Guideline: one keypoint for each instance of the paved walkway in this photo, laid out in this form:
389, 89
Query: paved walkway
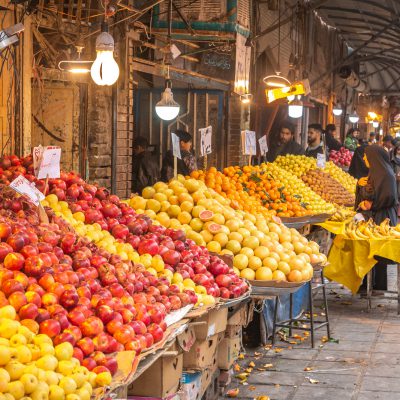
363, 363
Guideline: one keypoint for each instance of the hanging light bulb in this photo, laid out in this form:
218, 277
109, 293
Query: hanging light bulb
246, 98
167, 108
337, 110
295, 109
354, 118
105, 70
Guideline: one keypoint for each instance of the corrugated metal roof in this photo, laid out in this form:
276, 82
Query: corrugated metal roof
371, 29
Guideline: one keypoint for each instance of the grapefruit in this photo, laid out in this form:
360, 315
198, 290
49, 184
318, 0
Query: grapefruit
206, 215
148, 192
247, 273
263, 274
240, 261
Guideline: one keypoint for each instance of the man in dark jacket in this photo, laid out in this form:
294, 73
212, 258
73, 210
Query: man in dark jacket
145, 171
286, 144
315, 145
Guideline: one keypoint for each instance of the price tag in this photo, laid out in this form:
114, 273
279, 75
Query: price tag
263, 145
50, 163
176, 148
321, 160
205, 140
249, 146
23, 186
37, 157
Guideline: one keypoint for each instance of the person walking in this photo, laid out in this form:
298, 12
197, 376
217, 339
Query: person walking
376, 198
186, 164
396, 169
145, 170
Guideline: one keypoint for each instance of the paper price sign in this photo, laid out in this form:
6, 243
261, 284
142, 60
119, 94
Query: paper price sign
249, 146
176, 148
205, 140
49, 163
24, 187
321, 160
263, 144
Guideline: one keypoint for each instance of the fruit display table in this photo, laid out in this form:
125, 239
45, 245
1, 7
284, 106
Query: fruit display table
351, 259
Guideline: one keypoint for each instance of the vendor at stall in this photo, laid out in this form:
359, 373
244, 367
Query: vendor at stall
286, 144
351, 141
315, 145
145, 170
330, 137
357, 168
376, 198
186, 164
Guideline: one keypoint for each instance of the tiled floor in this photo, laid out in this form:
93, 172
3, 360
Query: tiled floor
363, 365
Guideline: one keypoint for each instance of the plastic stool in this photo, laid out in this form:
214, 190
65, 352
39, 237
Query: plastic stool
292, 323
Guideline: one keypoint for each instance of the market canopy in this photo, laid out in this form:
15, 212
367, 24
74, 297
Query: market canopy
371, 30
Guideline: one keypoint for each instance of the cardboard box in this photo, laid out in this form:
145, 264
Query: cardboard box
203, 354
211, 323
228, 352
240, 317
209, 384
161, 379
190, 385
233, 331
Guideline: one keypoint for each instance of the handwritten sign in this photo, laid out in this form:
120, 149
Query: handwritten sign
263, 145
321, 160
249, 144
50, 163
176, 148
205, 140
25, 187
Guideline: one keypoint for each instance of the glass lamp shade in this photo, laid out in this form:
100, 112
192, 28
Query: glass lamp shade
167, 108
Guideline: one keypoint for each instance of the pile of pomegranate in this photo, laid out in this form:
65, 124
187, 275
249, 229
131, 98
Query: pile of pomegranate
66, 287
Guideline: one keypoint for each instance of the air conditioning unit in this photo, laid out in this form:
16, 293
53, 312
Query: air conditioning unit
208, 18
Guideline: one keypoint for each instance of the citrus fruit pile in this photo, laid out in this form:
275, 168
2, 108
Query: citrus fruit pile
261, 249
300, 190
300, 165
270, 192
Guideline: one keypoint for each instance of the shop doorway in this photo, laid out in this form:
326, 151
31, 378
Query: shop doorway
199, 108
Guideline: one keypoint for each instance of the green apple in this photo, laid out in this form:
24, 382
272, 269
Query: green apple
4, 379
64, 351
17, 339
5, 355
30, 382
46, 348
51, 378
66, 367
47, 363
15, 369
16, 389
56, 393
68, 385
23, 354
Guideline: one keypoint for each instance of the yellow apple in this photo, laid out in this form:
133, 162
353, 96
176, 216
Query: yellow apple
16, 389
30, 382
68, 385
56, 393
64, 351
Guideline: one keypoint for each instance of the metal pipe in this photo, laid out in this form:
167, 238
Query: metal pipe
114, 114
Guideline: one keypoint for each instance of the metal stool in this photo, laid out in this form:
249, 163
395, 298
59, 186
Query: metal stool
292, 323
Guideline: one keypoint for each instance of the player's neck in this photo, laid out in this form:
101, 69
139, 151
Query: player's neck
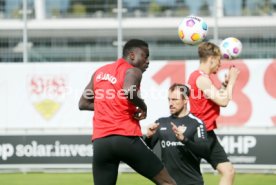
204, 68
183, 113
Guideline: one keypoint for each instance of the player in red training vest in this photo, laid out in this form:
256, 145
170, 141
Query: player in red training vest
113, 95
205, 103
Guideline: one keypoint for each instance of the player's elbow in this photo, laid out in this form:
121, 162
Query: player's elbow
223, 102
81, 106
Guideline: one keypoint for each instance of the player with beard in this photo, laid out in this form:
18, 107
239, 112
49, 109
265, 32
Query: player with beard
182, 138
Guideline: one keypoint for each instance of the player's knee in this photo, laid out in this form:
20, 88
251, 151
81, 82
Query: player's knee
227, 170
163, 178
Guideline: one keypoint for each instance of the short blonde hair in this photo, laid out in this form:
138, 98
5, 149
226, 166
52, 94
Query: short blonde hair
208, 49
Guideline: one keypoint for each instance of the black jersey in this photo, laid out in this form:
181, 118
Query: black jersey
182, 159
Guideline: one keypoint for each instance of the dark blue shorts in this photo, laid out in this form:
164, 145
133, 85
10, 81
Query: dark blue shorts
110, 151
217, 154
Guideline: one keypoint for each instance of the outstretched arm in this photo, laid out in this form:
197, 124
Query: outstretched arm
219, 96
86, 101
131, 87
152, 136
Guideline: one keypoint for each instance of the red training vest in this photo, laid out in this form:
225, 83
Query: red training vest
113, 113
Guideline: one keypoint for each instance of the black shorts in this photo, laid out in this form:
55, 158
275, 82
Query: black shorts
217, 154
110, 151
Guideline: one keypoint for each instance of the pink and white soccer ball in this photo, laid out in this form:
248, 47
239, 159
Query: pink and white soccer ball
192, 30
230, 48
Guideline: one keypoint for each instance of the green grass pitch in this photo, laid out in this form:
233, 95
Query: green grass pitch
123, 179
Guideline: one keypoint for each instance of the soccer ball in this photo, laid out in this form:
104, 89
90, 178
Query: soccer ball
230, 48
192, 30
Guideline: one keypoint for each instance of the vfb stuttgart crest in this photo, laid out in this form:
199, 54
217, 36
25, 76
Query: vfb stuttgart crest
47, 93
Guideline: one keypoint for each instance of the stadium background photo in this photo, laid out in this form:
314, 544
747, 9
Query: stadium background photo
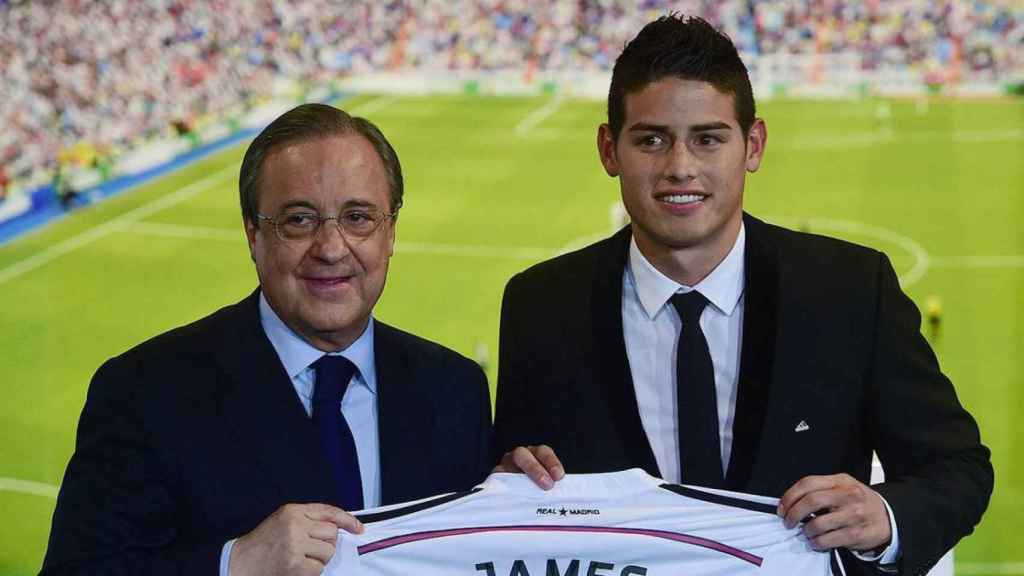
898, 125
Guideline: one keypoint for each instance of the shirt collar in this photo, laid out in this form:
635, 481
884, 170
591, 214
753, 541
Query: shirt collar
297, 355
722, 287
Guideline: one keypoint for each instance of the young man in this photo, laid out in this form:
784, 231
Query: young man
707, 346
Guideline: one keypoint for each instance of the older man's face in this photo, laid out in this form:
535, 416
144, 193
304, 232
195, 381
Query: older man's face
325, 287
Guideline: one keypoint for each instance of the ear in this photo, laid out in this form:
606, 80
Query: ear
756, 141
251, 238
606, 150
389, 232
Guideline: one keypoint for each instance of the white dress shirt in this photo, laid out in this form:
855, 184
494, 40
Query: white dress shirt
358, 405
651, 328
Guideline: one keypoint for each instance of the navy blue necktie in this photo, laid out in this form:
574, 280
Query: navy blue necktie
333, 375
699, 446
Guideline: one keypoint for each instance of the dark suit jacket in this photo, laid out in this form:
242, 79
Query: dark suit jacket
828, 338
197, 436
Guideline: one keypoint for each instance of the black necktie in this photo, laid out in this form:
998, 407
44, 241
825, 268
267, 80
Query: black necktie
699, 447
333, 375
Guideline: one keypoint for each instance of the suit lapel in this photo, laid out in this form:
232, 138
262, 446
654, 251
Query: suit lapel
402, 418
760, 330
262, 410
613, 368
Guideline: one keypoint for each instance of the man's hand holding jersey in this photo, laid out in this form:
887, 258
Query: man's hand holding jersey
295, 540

# TASK ITEM:
The material shown above is to be repeated verbatim, and its pictures are to be omitted.

# ANSWER BOX:
Guideline: one keypoint for each instance of the paved walkway in this photo, laid out in this form:
389, 89
Query: paved walkway
363, 363
Guideline: one keypoint for each instance of the hanging light bulb in this photo, laid out in this form:
218, 277
109, 293
Query: hanging light bulb
246, 98
167, 108
337, 110
295, 109
354, 118
105, 70
Guideline: one keypoint for each instance of the corrugated metal roof in this photo, laid out in this form:
276, 82
Query: corrugated metal roof
371, 29
Guideline: one keypoint for each instance of the grapefruit in this photo, laid out in this form:
360, 315
198, 290
49, 184
318, 0
Query: grapefruit
206, 215
148, 192
247, 273
263, 274
240, 261
Guideline: one keypoint for each instance of the man in dark jacket in this photo, laid out in this form:
294, 73
212, 258
73, 210
Query: man in dark jacket
145, 171
286, 144
315, 145
Guideline: one keypoint for each instance of the price tag in this photo, laid out in this form:
114, 273
279, 75
Query: price tag
263, 145
50, 163
176, 148
321, 160
205, 140
249, 146
23, 186
37, 157
Guideline: one keypoint for each instance of the person walking in this photo, laid out in this form:
298, 12
197, 376
217, 339
Query: person walking
376, 198
186, 164
396, 169
145, 170
Guideline: one keypoint for each instance of the paper price sign in this photo, laid out in this form:
6, 243
261, 284
142, 60
119, 94
Query: paper price sign
249, 146
176, 148
205, 140
49, 163
24, 187
321, 160
263, 144
Guideline: one keypoint for each instance of the fruit display table in this photo, laid out in this form:
125, 239
45, 245
1, 7
284, 106
Query: fruit display table
351, 259
Guideline: one keypoint for each instance of the vendor at stall in this photo, laid out in this form:
359, 373
244, 367
Query: vendor at stall
286, 144
351, 141
315, 145
145, 170
330, 137
357, 168
376, 198
186, 164
Guideline: one keypoint for each instance of the tiled floor in this photo, laid out in this form:
93, 172
3, 360
Query: tiled floor
363, 365
Guideline: one keypoint for each instance of the plastic stool in this photo, laid out in this form:
214, 190
65, 352
39, 237
Query: plastic stool
292, 323
Guideline: one keypoint for each instance of the market canopy in this photo, laid out in this form:
15, 212
367, 24
74, 297
Query: market canopy
371, 30
Guideline: one keypoint for each instance of the cardboard box in this photo, laid out in this form:
145, 264
Query: cardboard box
203, 354
211, 323
228, 352
240, 317
209, 384
161, 379
190, 385
233, 331
Guideline: one keypoint for each instance of the handwritten sign in this photo, laid out in this form:
120, 149
Query: handwritten sign
263, 145
321, 160
249, 144
50, 163
176, 148
205, 140
25, 187
Guideline: one keypoint for each instance of the glass lamp shade in this photo, laid out in this form:
100, 112
192, 28
Query: glass lamp shade
167, 108
Guideline: one keypoint for each instance of the pile of pomegranate in this photo, laid out in this form:
65, 124
187, 275
249, 229
131, 98
Query: pile of pomegranate
66, 287
Guideline: one keypoint for each instance of the air conditioning unit in this photo, laid out in this form:
16, 293
53, 312
Query: air conditioning unit
208, 18
Guideline: one keypoint for each instance of the citrus fruit pile in this photo, laid out in this form:
275, 168
2, 108
Query: citrus fruit pile
261, 249
300, 190
300, 165
270, 192
Guideline: one keypoint for each instance of the shop doorway in this photo, laid out in this form:
326, 151
31, 378
Query: shop doorway
199, 108
Guideline: one keypoint for each instance of the green apple in this photo, laid out in this form:
24, 382
272, 269
Query: green apple
4, 379
64, 351
17, 339
5, 355
30, 382
46, 348
51, 378
66, 367
47, 363
15, 369
16, 389
56, 393
68, 385
23, 354
Guideline: one keypoint for each instance of the yellow apple in this photo, laid out in this form:
133, 162
353, 96
176, 216
Query: yellow apple
16, 389
30, 382
68, 385
56, 393
64, 351
Guideline: one keypoint for each instance of the metal pipe in this photo, laid out in this form:
167, 238
Query: metal pipe
114, 114
Guideline: one keypoint for each instance of the metal stool in this photo, laid out in this form:
249, 163
395, 298
59, 186
Query: metal stool
292, 323
Guideline: one keypoint for each instance of the player's neck in this photo, laid out in this form:
101, 69
139, 151
Query: player's neck
204, 68
183, 113
Guideline: one keypoint for each instance of the player in red training vest in this photo, laid out in this form:
256, 145
170, 141
Query: player in red training vest
113, 95
205, 103
Guideline: one keypoint for each instance of the player's elbow in this photo, laid out in this form:
121, 162
Query: player's elbow
223, 102
81, 106
Guideline: one keypoint for each instance of the player with beard in this photo, laid out in this form:
18, 107
239, 112
49, 109
265, 32
Query: player with beard
182, 138
Guideline: one keypoint for each instance of the player's knee in this photo, laid out in this form:
20, 88
251, 151
81, 82
Query: player's knee
227, 170
163, 178
Guideline: one keypoint for each instance of the short blonde hair in this photo, laid out in this form:
138, 98
5, 149
226, 166
52, 94
Query: short blonde hair
208, 49
Guideline: one keypoint for each instance of the black jersey in this photo, laid out in this form:
181, 118
Query: black jersey
182, 159
Guideline: one keypoint for each instance of the dark blue shorts in this photo, laid out in this form:
164, 145
133, 85
10, 81
Query: dark blue shorts
110, 151
217, 154
Guideline: one keypoint for each instance of the outstretched arm in this photo, laid out in this form:
197, 124
Query: outstretched arm
219, 96
86, 101
131, 87
152, 136
Guideline: one keypoint for each instance of the red training vest in this photo, laid out in this form:
225, 83
Query: red training vest
113, 113
Guideline: one keypoint for each instance of the black shorts in this photo, laid out in this form:
55, 158
275, 82
Query: black shorts
217, 154
110, 151
Guideline: one keypoint for each instance of the pink and white soccer ball in this photo, laid out in this form:
248, 47
239, 159
Query: pink and white soccer ball
192, 30
230, 48
Guideline: one keypoint for each instance of the green grass pitch in this photo, laid out in this form:
233, 95
Query: green grass pitch
123, 179
Guideline: one keypoint for each instance of the soccer ball in this photo, laid out in this form:
104, 89
90, 178
Query: soccer ball
230, 48
192, 30
Guideline: one keypoint for each instance of the vfb stuttgart crest in this photo, laid out in this form:
199, 54
217, 36
25, 76
Query: vfb stuttgart crest
47, 93
Guideline: one keypoint for each instance of the stadium background photo in this photo, laid out in this form:
314, 544
747, 9
Query: stadium background photo
898, 125
Guideline: one keypoint for each instance of the shirt collar in this photo, laid out in this form:
635, 481
884, 170
591, 214
753, 541
Query: shirt collar
297, 355
722, 287
Guideline: one keypoint for each instance of the young man in this photo, laid out in this form:
784, 231
Query: young man
707, 346
Guideline: one keypoint for each instance of the older man's face in this photo, laid out in this form:
535, 416
144, 193
304, 232
195, 381
Query: older man's face
325, 287
Guideline: one keypoint for each instance of the ear in this photo, laid out in this form:
606, 80
Query: ear
756, 141
251, 238
606, 150
389, 232
Guideline: one keypoint for each instance of the white dress shirt in this photo, laid out in this form:
855, 184
494, 40
Query: white dress shirt
358, 405
651, 328
Guideline: one keypoint for each instance of the navy blue necktie in this photo, laid out in this form:
574, 280
Query: navy blue necktie
333, 375
699, 446
Guideline: one keypoint for each instance of the dark suit jacket in this photo, laid out in this form:
242, 79
Query: dark suit jacket
828, 338
197, 436
Guideline: one keypoint for each instance of the black necktie in this photo, laid out in this form:
998, 407
44, 241
825, 268
267, 80
Query: black necktie
699, 447
333, 375
Guideline: one keypoint for each instance of the suit lapel in this photo, laid out in this form:
232, 138
262, 446
654, 251
Query: suit lapel
402, 418
760, 330
262, 410
613, 368
Guideline: one keypoint for each instance of the man's hand holding jersey in this photo, laid out in this form:
887, 258
Query: man's hand holding jersey
295, 540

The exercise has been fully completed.